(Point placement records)
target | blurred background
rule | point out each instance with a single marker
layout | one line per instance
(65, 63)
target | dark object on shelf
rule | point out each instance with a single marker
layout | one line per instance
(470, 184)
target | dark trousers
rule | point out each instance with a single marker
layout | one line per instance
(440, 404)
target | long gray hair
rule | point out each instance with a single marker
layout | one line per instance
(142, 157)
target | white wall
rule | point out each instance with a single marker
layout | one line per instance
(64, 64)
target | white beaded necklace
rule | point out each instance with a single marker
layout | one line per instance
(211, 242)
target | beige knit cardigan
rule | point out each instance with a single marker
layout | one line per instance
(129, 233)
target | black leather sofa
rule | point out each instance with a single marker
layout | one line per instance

* TASK DETAILS
From the records above, extract every entry exactly as given.

* FINAL ANSWER
target | blurred background
rule | point out each instance with a single marker
layout | one line per instance
(65, 63)
target | dark object on shelf
rule | point out each instance with a single marker
layout | one line per instance
(470, 184)
target | dark trousers
rule | point out each instance with a single marker
layout | one line per instance
(440, 404)
target | long gray hair
rule | point out each instance with a single marker
layout | one line per instance
(142, 157)
target | white wall
rule | point out each instance with a single marker
layout | one line per instance
(64, 64)
target | white beaded necklace
rule | point out each instance with a single marker
layout | one line per instance
(211, 242)
target | beige knit cardigan
rule | point out each instance with a single marker
layout | one line per instance
(129, 233)
target | black leather sofa
rule | point out each instance with a single marker
layout | one line per instance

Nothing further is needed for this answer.